Coordinate labeling data:

* Start *

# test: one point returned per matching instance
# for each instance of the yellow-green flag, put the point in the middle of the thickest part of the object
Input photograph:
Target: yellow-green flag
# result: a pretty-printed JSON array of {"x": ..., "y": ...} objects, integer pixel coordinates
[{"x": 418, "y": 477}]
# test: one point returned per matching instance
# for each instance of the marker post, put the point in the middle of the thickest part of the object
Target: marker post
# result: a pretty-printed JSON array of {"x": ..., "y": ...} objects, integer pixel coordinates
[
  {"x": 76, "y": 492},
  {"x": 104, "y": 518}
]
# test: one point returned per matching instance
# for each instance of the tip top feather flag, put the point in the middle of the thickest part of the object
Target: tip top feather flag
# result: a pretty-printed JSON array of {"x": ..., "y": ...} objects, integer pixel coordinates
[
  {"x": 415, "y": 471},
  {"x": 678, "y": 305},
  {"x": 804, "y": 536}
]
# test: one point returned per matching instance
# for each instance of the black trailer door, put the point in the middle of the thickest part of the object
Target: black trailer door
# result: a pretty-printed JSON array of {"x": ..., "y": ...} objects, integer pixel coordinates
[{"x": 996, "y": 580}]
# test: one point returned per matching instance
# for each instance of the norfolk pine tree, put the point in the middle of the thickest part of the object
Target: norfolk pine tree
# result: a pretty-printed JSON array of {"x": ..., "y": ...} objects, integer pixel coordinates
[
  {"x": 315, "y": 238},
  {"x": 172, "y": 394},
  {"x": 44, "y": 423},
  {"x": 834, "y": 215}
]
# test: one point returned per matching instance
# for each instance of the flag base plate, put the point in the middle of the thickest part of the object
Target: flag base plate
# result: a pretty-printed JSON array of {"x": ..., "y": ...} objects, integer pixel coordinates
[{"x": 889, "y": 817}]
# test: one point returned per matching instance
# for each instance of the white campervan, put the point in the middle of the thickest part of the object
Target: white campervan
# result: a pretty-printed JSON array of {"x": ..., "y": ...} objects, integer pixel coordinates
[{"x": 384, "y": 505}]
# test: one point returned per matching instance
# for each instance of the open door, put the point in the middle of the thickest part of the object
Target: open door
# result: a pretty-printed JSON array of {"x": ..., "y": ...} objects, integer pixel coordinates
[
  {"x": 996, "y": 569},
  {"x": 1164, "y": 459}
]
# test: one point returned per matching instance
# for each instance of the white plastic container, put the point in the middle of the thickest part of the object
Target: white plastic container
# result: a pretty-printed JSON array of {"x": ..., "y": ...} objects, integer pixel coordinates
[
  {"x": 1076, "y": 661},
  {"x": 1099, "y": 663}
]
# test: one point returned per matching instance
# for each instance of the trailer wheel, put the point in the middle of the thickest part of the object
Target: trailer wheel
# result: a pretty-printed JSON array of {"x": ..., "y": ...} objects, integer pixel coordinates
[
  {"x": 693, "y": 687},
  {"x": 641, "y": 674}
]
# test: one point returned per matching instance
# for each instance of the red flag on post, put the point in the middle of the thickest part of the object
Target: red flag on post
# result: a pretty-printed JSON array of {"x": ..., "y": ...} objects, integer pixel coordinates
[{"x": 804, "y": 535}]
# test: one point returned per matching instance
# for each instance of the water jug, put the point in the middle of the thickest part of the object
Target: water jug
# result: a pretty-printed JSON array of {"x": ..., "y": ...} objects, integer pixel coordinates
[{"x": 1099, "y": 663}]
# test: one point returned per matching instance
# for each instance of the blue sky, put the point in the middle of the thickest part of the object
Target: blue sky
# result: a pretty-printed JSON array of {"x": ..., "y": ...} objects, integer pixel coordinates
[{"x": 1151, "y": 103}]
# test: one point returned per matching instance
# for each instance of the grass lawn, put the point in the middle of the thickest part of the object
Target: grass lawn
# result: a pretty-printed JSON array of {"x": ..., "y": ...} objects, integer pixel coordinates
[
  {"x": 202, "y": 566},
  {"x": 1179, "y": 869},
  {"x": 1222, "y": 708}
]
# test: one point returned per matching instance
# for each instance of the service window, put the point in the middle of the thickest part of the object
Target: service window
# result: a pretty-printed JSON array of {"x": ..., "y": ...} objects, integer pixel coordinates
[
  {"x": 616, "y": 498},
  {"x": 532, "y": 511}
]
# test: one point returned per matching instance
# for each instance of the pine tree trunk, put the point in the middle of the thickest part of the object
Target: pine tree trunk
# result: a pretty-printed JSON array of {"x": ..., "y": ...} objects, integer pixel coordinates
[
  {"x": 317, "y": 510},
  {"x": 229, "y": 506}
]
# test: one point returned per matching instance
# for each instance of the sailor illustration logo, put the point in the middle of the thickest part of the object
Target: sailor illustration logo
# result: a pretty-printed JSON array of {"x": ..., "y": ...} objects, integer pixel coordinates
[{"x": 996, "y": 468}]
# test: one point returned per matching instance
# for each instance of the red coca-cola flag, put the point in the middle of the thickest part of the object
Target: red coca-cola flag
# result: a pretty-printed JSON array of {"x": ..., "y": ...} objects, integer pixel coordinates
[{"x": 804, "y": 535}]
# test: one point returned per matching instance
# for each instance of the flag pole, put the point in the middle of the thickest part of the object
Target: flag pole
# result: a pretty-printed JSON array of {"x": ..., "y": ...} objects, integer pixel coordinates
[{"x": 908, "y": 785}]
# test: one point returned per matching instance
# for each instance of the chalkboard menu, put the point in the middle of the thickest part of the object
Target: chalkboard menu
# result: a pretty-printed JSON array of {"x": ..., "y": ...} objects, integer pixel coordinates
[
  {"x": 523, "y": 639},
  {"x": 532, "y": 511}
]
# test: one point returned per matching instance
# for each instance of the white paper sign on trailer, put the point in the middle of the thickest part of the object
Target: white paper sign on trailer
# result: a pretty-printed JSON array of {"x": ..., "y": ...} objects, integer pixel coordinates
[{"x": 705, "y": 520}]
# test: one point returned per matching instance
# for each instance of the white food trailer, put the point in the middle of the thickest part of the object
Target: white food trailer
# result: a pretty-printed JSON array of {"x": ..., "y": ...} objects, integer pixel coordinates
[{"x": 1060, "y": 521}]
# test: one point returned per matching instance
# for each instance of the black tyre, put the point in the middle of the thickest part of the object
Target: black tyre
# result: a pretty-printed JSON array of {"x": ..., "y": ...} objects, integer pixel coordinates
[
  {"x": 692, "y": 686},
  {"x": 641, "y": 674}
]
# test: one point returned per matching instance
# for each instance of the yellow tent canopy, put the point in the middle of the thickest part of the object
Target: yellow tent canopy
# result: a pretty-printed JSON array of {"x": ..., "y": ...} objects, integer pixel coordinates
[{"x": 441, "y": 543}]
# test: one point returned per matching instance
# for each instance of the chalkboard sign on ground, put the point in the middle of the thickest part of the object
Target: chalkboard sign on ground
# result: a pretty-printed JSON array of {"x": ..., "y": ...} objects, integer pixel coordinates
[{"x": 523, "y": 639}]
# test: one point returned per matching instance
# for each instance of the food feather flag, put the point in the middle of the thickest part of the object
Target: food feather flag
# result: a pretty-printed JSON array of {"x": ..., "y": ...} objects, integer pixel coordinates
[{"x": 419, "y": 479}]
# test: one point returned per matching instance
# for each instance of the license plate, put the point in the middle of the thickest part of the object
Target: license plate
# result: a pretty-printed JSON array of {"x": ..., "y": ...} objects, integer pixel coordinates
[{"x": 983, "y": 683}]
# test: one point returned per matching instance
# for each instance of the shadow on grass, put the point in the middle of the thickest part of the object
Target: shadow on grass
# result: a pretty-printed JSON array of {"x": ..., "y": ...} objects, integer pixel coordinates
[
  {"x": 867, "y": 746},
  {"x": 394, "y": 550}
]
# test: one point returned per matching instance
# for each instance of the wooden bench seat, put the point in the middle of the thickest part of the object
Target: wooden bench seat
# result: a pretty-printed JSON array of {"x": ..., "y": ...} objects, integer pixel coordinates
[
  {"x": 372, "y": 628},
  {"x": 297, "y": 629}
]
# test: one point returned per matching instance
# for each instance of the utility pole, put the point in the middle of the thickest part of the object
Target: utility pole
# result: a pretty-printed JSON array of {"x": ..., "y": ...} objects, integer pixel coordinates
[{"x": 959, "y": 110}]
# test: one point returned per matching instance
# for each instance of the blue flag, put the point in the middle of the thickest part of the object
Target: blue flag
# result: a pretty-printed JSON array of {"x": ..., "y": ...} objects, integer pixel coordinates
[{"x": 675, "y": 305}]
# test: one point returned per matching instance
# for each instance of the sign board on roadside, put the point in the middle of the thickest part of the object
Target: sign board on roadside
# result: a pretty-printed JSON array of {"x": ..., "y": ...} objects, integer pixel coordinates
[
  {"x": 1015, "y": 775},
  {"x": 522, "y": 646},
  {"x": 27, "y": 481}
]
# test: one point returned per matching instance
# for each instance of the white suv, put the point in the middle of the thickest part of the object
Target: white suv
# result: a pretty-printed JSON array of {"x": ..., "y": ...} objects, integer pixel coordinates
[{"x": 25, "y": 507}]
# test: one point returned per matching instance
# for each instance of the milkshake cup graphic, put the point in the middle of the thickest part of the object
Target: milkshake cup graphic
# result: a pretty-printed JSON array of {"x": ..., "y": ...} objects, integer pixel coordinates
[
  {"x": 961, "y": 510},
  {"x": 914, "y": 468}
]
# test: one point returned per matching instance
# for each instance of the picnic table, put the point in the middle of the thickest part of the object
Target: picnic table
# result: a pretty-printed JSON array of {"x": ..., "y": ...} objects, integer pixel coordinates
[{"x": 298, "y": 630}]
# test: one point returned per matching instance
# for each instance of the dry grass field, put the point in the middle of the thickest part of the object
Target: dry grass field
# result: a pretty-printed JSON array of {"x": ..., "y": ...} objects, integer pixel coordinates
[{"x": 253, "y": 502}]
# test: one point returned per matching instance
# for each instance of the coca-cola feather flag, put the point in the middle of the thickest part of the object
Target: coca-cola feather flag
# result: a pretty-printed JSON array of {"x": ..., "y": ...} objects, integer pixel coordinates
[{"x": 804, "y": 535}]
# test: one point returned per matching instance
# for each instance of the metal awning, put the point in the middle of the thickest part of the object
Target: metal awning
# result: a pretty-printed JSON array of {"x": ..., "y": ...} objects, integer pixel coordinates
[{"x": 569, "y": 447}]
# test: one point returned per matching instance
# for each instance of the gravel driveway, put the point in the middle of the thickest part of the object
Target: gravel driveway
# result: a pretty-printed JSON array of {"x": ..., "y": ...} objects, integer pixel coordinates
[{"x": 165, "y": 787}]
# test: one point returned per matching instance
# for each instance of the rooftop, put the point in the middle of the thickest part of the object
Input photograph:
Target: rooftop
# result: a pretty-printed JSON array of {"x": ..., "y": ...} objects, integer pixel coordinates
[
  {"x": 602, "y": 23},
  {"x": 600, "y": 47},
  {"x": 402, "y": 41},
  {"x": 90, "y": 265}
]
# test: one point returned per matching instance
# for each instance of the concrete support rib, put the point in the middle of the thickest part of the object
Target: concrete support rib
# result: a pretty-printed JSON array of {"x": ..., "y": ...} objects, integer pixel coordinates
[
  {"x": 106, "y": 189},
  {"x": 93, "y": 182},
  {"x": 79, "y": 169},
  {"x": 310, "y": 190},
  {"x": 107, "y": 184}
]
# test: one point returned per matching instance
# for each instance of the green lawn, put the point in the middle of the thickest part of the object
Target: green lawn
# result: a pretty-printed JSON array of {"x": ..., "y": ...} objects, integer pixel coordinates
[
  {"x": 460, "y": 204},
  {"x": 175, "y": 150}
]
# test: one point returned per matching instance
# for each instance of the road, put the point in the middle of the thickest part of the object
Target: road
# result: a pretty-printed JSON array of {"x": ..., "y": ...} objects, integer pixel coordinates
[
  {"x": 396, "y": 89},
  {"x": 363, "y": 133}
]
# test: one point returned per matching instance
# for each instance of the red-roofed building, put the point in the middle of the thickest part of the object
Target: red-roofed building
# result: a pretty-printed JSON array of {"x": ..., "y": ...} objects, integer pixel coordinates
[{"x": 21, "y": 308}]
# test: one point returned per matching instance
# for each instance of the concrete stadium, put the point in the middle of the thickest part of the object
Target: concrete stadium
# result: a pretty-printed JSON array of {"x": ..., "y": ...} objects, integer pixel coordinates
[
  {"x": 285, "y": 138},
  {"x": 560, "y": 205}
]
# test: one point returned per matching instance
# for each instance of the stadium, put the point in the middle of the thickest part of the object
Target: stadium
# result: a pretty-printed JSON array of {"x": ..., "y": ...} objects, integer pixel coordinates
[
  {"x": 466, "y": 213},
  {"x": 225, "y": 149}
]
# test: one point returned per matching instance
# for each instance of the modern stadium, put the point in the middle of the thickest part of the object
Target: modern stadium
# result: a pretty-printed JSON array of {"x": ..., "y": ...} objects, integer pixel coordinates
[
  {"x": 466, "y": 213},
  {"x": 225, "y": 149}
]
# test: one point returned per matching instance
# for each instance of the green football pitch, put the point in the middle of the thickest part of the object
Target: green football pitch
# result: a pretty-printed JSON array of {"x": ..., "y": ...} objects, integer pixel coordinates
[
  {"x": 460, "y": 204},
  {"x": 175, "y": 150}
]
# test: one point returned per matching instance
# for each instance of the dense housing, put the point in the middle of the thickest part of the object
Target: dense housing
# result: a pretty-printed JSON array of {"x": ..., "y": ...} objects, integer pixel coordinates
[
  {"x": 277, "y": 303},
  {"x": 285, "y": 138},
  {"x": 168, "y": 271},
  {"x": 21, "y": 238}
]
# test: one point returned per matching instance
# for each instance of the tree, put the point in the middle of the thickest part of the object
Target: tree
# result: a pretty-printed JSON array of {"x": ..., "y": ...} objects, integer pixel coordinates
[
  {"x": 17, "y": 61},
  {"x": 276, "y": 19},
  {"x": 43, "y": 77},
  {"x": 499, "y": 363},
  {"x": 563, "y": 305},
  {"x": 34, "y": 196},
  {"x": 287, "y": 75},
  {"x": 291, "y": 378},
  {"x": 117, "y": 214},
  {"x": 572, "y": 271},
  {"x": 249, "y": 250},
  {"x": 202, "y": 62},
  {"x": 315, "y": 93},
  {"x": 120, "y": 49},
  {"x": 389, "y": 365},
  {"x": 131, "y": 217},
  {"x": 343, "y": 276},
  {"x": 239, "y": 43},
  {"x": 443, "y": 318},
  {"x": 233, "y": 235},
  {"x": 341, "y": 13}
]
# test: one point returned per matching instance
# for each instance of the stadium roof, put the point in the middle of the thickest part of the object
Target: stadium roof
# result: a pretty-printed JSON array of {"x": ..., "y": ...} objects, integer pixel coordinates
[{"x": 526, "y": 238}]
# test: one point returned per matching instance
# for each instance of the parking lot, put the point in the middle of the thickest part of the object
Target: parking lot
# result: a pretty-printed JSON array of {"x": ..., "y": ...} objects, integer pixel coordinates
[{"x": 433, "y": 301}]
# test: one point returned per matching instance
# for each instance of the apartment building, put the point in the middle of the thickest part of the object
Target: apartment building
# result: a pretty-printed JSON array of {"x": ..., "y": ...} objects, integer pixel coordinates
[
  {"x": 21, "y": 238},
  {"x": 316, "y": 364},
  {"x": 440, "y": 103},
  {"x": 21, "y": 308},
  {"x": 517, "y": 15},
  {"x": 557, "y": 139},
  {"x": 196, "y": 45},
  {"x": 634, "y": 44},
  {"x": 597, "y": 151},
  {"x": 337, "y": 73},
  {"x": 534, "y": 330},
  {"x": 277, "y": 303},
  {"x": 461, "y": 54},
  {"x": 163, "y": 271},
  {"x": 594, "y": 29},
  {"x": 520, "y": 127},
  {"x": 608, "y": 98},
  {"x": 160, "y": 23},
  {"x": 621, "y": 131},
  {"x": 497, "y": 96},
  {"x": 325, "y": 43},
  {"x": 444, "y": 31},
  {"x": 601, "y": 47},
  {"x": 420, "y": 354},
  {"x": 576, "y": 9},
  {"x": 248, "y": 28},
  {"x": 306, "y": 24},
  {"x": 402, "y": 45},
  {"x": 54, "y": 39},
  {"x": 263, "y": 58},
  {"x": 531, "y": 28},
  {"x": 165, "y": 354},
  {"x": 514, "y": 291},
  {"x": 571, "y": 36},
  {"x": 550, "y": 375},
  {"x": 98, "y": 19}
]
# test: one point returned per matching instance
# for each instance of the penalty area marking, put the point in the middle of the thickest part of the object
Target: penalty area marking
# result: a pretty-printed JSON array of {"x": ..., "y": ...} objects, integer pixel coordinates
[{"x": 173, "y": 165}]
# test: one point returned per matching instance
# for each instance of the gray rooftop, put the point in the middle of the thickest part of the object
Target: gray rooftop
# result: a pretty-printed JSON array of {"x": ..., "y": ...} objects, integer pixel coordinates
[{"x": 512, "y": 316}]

* End *

To be done: Return each line of the material above that contains the string "awning", copying the lines unchanged.

Response:
# for each instance of the metal awning, put the point in the middle of the thickest part of the object
Target: metal awning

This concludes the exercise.